Passage to read →
Southwestern Energy Fourth Quarter and Year-End 2012 Earnings Teleconference

 

 

Speakers:

Steve Mueller; President and Chief Executive Officer

Bill Way,  Executive Vice President and Chief Operating Officer

Craig Owen;  Senior Vice President and Chief Financial Officer

 


Steve Mueller; President and Chief Executive Officer 

 

Good morning and thank you for joining us.  With me today are Bill Way, our Chief Operating Officer, Craig Owen, our Chief Financial Officer, Jeff Sherrick, Senior VP of Corporate Development, and Brad Sylvester, our VP of Investor Relations.

 

If you have not received a copy of yesterday’s press release regarding our fourth quarter and year-end 2012 results, you can find a copy of all of this on our website at www.swn.com. Also, I would like to point out that many of the comments during this teleconference are forward-looking statements that involve risks and uncertainties affecting outcomes, many of which are beyond our control and are discussed in more detail in the Risk Factors and the Forward-Looking Statements sections of our annual and quarterly filings with the Securities and Exchange Commission. Although we believe the expectations expressed are based on reasonable assumptions, they are not guarantees of future performance and actual results or developments may differ materially.

 

Our goal every year is to deliver more to our investors than our competition can.  Internally, we call this “V+.”  2012 was another in the long string of years where we have set new records, developed new efficiencies and expanded both our producing areas and our New Ventures footprint.  Almost every day brought new challenges and I am proud to state many of those challenges were converted to opportunities through the innovation and hard work of SWN’s staff. 

 

Our production grew by 13%, as results from our wells in the Fayetteville Shale improved and our Marcellus production has begun to ramp dramatically. We also recorded our second-highest cash flow ever, as we made meaningful progress in lowering our cash costs during 2012 and the cash flow growth from our Midstream business continued its strong performance.

Given entries →
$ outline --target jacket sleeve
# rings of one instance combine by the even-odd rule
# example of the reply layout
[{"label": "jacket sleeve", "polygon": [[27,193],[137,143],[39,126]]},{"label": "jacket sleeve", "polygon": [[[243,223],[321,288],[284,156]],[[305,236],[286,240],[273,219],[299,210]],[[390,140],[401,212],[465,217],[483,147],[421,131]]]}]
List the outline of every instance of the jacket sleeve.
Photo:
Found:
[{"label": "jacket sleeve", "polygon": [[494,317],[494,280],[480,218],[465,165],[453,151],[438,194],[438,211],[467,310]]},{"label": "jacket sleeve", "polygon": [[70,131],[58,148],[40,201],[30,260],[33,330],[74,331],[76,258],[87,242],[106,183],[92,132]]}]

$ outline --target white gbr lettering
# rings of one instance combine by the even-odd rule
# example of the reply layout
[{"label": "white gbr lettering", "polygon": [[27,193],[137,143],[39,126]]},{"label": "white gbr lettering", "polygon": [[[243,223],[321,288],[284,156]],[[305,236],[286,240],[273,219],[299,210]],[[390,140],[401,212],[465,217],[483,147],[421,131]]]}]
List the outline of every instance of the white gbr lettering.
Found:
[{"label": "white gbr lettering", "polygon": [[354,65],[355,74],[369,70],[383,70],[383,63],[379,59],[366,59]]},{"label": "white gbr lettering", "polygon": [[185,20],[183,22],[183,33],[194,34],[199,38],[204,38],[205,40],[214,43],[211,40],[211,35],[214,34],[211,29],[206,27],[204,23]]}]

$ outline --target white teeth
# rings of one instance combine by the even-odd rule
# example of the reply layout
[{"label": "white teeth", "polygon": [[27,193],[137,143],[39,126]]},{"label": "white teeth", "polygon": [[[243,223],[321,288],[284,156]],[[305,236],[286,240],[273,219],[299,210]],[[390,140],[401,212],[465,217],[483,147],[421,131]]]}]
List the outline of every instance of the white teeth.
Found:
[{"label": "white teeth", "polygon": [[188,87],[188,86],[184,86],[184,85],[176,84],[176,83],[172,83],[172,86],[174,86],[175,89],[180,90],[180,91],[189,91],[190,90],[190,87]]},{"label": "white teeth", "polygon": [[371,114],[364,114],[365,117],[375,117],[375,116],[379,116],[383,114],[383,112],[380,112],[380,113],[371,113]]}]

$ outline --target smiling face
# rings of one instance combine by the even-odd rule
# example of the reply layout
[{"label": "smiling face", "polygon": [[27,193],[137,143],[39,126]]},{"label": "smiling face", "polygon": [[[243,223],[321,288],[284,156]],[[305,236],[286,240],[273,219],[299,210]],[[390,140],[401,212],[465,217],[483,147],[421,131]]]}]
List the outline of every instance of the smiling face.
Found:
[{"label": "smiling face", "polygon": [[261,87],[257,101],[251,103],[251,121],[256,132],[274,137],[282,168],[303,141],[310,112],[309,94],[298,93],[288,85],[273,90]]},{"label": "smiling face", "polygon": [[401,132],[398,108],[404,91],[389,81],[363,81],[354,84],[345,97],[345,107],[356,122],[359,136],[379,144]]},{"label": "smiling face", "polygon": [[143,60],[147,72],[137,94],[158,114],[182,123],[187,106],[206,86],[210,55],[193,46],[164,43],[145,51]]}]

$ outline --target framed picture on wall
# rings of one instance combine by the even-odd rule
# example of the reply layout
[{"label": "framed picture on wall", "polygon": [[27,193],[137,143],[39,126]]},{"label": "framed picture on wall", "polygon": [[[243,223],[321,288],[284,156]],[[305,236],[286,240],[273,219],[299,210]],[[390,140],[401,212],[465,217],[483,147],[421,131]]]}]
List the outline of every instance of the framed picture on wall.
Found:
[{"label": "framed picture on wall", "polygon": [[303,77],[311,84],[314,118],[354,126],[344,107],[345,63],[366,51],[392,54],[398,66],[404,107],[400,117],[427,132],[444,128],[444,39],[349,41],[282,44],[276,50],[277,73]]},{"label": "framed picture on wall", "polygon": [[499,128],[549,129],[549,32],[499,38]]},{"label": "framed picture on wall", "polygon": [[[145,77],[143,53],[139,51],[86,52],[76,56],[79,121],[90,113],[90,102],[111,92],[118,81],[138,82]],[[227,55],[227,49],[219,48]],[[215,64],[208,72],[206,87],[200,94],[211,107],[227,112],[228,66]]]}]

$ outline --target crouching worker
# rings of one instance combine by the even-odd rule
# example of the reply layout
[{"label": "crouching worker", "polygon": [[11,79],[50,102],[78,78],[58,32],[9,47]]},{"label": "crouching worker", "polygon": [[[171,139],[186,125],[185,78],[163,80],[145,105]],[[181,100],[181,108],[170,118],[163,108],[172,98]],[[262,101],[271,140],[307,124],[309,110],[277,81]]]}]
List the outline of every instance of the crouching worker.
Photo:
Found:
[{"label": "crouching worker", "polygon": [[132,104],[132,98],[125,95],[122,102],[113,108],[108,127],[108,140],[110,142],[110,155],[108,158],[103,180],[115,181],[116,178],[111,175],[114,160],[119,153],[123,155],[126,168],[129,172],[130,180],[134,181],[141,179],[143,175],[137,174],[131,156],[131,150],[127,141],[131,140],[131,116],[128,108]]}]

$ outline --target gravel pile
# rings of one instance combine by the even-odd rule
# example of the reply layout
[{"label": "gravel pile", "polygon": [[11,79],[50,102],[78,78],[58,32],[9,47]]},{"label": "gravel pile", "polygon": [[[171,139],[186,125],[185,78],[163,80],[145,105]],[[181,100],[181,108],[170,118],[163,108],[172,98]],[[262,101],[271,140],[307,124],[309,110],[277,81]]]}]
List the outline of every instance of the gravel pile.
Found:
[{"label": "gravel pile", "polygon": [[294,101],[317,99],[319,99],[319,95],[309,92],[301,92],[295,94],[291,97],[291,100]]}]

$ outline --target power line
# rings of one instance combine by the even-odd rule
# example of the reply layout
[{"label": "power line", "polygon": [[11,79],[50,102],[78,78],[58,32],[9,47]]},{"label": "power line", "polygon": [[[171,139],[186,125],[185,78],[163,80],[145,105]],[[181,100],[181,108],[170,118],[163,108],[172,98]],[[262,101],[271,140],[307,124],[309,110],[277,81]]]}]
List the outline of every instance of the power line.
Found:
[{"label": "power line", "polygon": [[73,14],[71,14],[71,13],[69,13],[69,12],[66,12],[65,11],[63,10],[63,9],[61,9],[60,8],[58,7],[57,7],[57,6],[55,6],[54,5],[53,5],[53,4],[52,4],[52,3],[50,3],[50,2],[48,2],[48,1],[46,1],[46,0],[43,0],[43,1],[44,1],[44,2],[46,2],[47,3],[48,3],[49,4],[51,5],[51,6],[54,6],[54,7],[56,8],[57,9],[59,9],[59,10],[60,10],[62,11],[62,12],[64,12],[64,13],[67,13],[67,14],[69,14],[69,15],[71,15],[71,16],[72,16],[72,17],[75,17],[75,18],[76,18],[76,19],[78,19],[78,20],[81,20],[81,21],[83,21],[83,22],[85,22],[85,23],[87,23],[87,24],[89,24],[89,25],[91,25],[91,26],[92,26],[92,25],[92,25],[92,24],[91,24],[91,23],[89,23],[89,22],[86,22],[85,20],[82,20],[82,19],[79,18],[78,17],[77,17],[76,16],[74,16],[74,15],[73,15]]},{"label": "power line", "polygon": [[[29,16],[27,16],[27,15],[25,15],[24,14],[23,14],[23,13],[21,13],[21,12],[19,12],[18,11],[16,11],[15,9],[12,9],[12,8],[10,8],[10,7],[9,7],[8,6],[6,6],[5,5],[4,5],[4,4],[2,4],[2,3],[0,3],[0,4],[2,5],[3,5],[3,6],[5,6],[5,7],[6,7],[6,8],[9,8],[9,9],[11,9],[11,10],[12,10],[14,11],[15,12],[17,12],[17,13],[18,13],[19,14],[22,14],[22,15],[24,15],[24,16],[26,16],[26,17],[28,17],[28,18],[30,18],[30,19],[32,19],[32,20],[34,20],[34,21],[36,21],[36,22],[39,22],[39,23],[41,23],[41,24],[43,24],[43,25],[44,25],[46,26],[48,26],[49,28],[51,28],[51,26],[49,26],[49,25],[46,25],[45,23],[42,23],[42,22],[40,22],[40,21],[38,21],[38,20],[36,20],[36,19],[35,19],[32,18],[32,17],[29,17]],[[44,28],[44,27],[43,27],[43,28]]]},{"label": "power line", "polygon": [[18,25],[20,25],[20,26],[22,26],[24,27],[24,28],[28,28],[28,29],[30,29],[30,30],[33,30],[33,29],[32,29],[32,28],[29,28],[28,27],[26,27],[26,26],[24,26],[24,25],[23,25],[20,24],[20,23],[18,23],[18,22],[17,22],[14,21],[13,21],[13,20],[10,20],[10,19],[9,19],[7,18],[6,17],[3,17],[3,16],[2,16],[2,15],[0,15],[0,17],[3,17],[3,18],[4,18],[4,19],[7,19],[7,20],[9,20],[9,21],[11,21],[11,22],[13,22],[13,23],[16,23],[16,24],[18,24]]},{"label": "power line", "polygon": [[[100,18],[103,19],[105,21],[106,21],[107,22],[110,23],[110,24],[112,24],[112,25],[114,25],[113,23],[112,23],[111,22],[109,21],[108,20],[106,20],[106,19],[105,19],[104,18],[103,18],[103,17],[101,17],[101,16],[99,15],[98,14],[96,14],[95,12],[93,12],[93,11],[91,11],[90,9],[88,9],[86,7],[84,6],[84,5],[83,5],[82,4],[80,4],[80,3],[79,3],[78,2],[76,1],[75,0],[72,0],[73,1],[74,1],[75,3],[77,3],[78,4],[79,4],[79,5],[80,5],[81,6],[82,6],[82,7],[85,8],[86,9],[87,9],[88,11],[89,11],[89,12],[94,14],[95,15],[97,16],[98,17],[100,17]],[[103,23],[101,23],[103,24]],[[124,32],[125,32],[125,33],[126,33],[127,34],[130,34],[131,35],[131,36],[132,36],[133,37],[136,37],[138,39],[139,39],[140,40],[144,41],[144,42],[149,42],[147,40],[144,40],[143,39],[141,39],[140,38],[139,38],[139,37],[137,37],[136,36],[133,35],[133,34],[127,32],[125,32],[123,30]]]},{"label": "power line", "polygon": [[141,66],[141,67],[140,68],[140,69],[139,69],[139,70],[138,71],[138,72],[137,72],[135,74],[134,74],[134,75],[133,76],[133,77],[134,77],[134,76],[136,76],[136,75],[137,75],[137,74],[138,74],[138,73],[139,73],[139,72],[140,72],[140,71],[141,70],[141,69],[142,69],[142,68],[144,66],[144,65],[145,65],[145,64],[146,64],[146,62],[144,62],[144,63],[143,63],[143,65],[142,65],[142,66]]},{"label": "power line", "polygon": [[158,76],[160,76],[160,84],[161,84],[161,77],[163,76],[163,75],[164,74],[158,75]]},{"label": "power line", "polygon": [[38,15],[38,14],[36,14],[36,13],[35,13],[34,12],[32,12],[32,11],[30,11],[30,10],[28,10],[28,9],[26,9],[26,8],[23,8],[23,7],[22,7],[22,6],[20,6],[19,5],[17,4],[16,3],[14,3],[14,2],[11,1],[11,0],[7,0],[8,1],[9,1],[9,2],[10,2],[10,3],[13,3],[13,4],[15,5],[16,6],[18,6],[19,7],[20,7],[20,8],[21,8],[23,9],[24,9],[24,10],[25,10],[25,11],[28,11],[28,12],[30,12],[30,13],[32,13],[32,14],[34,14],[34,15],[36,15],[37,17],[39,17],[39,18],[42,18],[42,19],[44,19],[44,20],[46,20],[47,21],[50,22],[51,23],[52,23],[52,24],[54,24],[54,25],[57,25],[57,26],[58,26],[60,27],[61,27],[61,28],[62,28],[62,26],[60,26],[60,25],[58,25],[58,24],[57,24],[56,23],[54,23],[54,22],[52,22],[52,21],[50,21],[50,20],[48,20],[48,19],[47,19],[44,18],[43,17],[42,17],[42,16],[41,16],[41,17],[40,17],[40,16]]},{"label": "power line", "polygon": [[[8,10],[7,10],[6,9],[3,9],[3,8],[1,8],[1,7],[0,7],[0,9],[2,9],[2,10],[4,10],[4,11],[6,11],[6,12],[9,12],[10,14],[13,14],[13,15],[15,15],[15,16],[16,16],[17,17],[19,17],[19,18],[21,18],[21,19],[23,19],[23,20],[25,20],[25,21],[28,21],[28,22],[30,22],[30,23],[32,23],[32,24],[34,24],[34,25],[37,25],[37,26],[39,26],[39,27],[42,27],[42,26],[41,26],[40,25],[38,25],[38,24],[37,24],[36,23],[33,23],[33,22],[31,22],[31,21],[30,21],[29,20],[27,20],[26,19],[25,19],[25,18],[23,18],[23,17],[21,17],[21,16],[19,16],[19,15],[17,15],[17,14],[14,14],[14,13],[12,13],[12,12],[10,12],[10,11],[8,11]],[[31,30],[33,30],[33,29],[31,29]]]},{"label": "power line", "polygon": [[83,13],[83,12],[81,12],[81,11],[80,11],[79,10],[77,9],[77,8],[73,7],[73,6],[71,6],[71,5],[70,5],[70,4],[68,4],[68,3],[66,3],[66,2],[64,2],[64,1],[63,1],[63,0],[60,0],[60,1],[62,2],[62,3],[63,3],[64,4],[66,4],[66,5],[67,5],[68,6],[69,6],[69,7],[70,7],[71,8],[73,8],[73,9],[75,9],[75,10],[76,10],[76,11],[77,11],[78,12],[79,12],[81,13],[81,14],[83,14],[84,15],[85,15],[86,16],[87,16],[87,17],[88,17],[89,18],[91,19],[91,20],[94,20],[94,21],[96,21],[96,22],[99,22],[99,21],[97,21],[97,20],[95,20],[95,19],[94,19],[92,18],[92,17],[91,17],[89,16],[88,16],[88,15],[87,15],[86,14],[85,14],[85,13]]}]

Things to do →
[A] Print the passage of the Southwestern Energy earnings call transcript between "Our goal every" and "its strong performance.", inclusive.
[B] Give what follows the last sentence of the Southwestern Energy earnings call transcript.

Task responses →
[A]
Our goal every year is to deliver more to our investors than our competition can.  Internally, we call this “V+.”  2012 was another in the long string of years where we have set new records, developed new efficiencies and expanded both our producing areas and our New Ventures footprint.  Almost every day brought new challenges and I am proud to state many of those challenges were converted to opportunities through the innovation and hard work of SWN’s staff. 

 

Our production grew by 13%, as results from our wells in the Fayetteville Shale improved and our Marcellus production has begun to ramp dramatically. We also recorded our second-highest cash flow ever, as we made meaningful progress in lowering our cash costs during 2012 and the cash flow growth from our Midstream business continued its strong performance.

[B]
We began testing ideas in the Bakken in Montana and the Marmaton in Colorado and we reached a new milestone in the Brown Dense.  During the past several months it has contributed to some of those daily challenges but we are beginning to see a glimpse of how the Brown Dense might be successful and are in the final stages of signing up a partner to help us try to reach commerciality.

 

All indications are that 2013 will continue the string of adding Value+.  We will drive down days and costs and ramp up production.  But we will also continue to add more value through new exploration ideas, new ways to approach how we work and new ways we enhance the communities where we work. 

 

I will now turn the call over to Bill for more details on some of the Value+ in our operations and then to Craig for a recap of our strong financial position. 


 

 

Bill Way, Executive Vice President and Chief Operating Officer 

 

Thank you Steve, and good morning everyone.  To echo Steve’s comments, and reflecting on the extraordinary efforts of our outstanding team of industry professionals, the Company achieved several major milestones and accomplishments during the year which I want to share with you.

 

Among these, we expanded and advanced the Company’s prospective New Ventures opportunities including acquiring new acreage and commencing testing in several new plays in addition to the nearly 495,000 net acres of undisclosed ventures in our portfolio.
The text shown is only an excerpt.